Task prompt:
In the listing below, locate the line containing "target | train floor"; reproduce that line and all lines that follow it, unchanged.

Exercise input:
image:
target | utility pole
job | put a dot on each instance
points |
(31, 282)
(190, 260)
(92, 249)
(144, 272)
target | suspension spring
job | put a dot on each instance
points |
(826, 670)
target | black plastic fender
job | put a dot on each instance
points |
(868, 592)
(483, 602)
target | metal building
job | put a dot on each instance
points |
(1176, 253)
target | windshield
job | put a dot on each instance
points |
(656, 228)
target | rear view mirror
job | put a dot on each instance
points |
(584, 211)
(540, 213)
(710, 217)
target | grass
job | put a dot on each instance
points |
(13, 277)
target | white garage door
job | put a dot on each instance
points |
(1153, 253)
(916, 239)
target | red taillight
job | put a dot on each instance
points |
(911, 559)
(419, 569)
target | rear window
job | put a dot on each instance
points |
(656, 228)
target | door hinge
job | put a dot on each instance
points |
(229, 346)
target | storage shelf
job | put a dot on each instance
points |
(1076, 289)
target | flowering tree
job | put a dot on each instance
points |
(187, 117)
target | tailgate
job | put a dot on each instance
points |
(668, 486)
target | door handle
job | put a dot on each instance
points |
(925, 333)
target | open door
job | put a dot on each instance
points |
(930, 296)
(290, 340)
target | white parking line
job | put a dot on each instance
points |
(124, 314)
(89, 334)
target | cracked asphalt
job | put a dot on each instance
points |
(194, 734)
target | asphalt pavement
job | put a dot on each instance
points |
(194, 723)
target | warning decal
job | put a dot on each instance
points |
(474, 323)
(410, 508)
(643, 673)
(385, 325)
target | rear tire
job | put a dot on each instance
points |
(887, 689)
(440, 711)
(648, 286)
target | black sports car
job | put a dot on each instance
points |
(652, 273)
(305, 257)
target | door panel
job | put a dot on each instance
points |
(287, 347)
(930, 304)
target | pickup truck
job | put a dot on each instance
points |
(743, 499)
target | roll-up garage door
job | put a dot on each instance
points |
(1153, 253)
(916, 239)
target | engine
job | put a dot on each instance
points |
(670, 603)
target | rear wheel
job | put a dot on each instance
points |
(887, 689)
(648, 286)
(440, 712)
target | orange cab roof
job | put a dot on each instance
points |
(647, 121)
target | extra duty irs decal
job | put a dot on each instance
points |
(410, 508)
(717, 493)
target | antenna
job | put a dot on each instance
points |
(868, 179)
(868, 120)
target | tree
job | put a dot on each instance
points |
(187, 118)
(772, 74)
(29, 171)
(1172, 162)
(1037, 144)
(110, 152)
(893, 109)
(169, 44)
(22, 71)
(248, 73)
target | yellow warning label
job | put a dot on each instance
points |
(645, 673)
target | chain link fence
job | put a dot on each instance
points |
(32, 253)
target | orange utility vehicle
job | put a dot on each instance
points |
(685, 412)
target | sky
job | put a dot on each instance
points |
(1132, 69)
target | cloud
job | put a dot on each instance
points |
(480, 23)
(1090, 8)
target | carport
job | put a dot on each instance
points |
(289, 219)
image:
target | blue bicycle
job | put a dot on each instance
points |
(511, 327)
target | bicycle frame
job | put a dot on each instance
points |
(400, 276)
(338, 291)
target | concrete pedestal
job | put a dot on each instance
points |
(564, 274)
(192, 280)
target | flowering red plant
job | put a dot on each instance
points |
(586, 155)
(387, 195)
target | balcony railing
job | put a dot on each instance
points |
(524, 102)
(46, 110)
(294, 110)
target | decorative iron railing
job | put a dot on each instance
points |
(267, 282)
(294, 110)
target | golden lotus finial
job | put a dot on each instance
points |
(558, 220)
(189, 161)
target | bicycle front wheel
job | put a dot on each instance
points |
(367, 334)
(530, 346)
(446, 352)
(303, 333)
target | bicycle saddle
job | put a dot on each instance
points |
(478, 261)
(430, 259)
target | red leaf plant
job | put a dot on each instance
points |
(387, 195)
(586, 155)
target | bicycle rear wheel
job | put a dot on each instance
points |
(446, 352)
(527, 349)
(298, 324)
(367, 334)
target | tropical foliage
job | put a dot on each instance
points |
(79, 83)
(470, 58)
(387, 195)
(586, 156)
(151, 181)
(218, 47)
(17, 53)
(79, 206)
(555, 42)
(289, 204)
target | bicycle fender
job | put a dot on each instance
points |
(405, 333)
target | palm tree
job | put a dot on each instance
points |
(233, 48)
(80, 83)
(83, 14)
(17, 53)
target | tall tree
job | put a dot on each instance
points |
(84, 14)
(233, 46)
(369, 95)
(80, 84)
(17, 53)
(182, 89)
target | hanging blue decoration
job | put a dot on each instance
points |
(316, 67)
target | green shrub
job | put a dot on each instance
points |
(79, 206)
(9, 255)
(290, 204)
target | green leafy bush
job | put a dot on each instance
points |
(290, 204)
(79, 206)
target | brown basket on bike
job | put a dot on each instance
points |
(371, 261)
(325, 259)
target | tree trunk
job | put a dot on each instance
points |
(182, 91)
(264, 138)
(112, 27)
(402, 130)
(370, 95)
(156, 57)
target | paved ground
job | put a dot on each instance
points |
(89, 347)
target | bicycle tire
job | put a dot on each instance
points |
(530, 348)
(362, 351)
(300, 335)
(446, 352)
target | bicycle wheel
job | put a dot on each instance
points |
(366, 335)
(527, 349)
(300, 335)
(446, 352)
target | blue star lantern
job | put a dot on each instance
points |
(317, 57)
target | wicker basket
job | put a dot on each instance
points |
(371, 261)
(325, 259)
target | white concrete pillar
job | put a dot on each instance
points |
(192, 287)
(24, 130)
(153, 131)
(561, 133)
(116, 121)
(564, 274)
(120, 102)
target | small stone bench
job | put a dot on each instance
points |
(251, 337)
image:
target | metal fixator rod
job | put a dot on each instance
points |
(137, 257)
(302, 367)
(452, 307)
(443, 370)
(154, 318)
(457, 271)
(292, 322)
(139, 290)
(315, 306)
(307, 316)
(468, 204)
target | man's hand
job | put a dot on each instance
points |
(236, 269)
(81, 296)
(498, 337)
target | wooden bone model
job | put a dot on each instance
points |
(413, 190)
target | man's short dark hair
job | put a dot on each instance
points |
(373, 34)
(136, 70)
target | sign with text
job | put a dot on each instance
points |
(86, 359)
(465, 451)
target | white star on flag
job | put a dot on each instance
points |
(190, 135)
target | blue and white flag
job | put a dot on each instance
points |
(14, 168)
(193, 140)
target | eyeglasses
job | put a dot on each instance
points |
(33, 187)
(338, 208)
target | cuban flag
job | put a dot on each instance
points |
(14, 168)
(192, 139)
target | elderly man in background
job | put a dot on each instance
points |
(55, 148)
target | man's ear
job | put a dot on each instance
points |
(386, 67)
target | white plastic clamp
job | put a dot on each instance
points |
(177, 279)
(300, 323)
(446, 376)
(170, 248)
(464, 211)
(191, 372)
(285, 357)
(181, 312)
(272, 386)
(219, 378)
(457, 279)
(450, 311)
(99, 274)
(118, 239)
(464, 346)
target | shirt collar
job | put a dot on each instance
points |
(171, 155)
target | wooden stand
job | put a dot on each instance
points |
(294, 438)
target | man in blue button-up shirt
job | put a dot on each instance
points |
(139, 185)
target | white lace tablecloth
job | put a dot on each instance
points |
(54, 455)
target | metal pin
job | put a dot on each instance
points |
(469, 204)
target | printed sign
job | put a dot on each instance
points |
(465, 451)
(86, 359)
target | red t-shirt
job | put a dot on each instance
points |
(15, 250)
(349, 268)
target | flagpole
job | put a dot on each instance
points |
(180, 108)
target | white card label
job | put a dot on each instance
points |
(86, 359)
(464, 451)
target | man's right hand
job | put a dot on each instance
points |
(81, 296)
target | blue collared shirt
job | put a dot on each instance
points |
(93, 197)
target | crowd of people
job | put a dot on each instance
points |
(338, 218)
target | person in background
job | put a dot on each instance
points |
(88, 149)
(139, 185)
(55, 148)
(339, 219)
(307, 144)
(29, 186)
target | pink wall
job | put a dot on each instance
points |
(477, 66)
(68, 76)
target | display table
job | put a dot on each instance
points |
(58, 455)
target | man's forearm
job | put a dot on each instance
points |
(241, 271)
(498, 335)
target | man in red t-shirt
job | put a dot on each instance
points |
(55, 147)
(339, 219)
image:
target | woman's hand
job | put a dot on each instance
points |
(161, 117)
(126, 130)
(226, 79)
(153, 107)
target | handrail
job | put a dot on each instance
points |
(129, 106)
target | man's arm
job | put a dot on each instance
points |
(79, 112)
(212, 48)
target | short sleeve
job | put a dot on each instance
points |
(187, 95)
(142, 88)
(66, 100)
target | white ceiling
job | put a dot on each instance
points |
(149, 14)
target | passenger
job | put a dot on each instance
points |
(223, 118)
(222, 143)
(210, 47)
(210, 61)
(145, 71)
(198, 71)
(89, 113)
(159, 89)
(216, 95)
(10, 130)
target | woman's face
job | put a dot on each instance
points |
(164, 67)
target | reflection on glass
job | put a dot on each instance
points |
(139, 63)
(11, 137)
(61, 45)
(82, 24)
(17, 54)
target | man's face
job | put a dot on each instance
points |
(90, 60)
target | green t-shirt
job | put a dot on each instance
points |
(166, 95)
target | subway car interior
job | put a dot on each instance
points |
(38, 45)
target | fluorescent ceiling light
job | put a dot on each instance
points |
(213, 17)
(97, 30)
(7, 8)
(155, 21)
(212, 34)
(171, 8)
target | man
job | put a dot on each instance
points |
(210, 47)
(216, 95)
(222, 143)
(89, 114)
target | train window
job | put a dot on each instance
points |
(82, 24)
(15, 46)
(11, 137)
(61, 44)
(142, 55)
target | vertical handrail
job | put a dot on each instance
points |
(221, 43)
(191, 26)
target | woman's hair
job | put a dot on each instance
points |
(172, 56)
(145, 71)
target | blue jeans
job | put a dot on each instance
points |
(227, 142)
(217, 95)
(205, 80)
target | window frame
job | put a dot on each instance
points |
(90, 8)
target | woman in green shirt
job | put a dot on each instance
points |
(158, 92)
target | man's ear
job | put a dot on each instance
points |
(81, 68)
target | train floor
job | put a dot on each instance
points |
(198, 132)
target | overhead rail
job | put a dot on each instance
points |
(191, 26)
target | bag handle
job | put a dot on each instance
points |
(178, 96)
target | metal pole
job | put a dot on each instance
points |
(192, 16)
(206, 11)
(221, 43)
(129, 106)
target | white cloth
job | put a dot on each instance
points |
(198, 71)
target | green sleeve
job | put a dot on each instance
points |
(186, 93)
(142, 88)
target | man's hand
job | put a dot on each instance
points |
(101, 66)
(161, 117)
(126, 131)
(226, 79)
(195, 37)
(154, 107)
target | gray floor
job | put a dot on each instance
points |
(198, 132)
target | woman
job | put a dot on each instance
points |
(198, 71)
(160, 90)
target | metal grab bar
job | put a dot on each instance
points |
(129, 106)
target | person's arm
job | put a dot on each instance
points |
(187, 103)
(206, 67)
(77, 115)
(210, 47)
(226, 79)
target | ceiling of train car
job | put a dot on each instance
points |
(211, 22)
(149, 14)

Task solution:
target | train floor
job | put a dot on each instance
points |
(198, 132)
target | overhead rail
job | put a dot on each instance
points |
(191, 26)
target | bag handle
job | put a dot on each instance
points |
(178, 96)
target | metal pole
job | put a dot on each instance
points |
(192, 16)
(206, 11)
(221, 43)
(129, 106)
target | white cloth
job | put a dot on each instance
points |
(198, 71)
target | green sleeve
job | put a dot on each instance
points |
(186, 93)
(142, 88)
target | man's hand
job | put a dot on each instance
points |
(101, 66)
(161, 117)
(126, 131)
(226, 79)
(195, 37)
(154, 107)
target | gray floor
job | put a dot on each instance
points |
(198, 132)
target | woman
job | put a dot on each instance
points |
(198, 71)
(160, 90)
target | metal grab bar
job | put a dot on each instance
points |
(129, 106)
target | person's arm
job | put a dot on each instance
points |
(187, 103)
(206, 67)
(77, 115)
(210, 47)
(226, 79)
target | ceiling of train car
job | put a dot on each instance
points |
(211, 22)
(149, 14)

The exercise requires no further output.